| QUOTED TEXT |
****

7 April 2007

Fifteen Minutes of Fame - Psychics And The Media - By Emma-Louise Rhodes

Anyone can be famous, or so the media tells us. The Big Brother society that has been created over the past ten years in Britain has demonstrated that the least talented and the most desperate can aspire to becoming a ‘star’, regardless of the cost. Yet among the endless list of wannabe singers, actors and presenters all baying for their brief spell in the limelight, another kind of ‘celebrity’ has emerged: that of the TV psychic.

Day in day out, the viewing public is bombarded with talent contests to seek out ‘real’ talent and market it. The message is clear – if you have what it takes, then it could be you. Of course, stage schools and performing arts courses are hugely oversubscribed with those frantic for fame (along with those who truly believe in their art) and the competition is immense. Therefore anyone who is ‘gifted’ in another, less likely, field stands slightly more chance of grabbing their fifteen minutes of fame and gaining the love/hate of the fickle British public.


Since the dawn of the Spiritualist movement, many mediums have been awarded celebrity status. Margaret and Katie Fox of Hydesville, New York were the first Spiritualists who achieved notoriety (post Swedenborg and Andrew Jackson Davies) – their elder sister swiftly securing press interviews and a theatre tour as soon as the ‘rappings’ created by the girls became public. The revelations surrounding the Fox sisters soon gave way to a nationwide craze, with everyday folk claiming that they possessed supernatural powers in order to capitalise on the Spiritualist frenzy. 

In particular, young women became attached to the movement. In her book, The Darkened Room: Women, Power and Spiritualism in Late Victorian England, Alex Owen writes of early Spiritualism in Britain:


‘The 1870s ushered in the beguiling, youthful
creatures …These young women introduced new,
thrilling and daring phenomena and a theatrical style
of mediumship which emphasised visual spectacle
and display.’

Both Florence Cook (who produced the ‘materialisation’ of the famous spirit Katie King) and Mrs Guppy (who conjured up flowers, fruit and blocks of ice on her séance table) could well have been stage actresses or vaudeville entertainers as opposed to the infamous Spiritualists they instead became. Women attracted to mediumship were both the flamboyant and the bold; those who desperately wanted to break free from the constraints of Victorian life and ‘become’ something or someone else. This, coupled with the dashing Daniel Dunglas Home representing the make faction, made Spiritualism something which was, not only exciting and out of the ordinary, but also hugely saleable on the worldwide stage.

****

Point labeling examples:
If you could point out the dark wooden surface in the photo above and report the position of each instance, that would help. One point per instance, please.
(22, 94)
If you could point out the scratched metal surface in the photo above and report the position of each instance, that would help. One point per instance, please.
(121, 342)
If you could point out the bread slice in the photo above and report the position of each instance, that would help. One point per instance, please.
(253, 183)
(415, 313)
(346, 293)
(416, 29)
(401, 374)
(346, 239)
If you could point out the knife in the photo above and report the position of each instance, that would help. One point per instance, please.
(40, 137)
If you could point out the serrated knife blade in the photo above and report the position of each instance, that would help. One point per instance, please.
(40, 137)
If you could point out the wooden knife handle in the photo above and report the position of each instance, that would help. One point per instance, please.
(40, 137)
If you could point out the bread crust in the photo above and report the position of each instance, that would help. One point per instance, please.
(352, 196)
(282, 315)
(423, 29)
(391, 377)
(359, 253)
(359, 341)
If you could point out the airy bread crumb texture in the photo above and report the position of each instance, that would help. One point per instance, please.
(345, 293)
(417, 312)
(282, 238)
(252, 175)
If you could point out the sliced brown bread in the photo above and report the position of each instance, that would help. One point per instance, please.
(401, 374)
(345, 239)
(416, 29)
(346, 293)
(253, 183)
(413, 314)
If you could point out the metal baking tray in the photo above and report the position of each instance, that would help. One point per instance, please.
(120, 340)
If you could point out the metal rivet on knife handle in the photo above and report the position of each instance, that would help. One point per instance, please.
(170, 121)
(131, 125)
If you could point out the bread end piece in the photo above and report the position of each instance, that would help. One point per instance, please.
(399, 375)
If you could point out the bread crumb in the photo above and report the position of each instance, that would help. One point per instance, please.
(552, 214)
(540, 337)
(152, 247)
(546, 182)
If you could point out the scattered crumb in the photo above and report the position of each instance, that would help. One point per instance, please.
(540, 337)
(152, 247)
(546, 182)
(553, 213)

****

| GOAL A |
Answer these about the article on psychics and the media:
(i) Which town were Margaret and Katie Fox from?
(ii) What is the title of the book by Alex Owen quoted in the article?
(iii) What did Mrs Guppy conjure up on her séance table?
| GOAL B |
Pick up the article on psychics and the media after its last sentence and keep writing.

| TASK RESULT A |
(i) Hydesville, New York
(ii) The Darkened Room: Women, Power and Spiritualism in Late Victorian England
(iii) Flowers, fruit and blocks of ice

| TASK RESULT B |
The response from the general public, both in the US and Britain, was that of fascination. This search for knowledge by individuals who had never before considered the supernatural, fuelled the need for mediums to make themselves known and become minor celebrities in the process. The fact that the Fox sisters had performed in theatres early in their career, immediately placed Spiritualism in the entertainment bracket, as well as forming itself as a fringe religion. Mediumship and performance soon went hand in hand – a partnership which has not been separated to this day. 


The renaissance of the ‘medium as celebrity’ in the UK was undoubtedly led by Doris Stokes in the early eighties. As the first medium to appear at the London Palladium, Stokes, for the first time in over fifty years, became a psychic who was a well-known household name. Her books sold millions of copies worldwide and, although claims of fraudulence were abundant both in and after her lifetime, Stokes undoubtedly secured herself notoriety as one of the most famous British mediums of all time. 

The advent of the TV show Crossing Over with John Edward in the US in 1999 again sparked interest in celebrity mediums. In the UK, Living TV’s Sixth Sense with Colin Fry followed in 2002, along with Most Haunted in the same year. Millions tuned in to Most Haunted Live specials, to watch medium Derek Acorah being apparently possessed by the spirit of witch finder Matthew Hopkins, highwayman Dick Turpin and more infamous characters from history. 

Mediums are always ready to cite their experiences of contact with a famous deceased individual and, in doing so, many hope to secure such prominent status themselves. TV medium Sally Morgan (‘Psychic to the Stars’) has often spoken of her alleged psychic banter with Marilyn Monroe and mediums Craig and Jane Hamilton-Parker are always happy to exploit their ‘The Spirit of Diana Séance’ (where a group of people who had worked with the Princess ‘contacted’ the late Diana via the Hamilton duo).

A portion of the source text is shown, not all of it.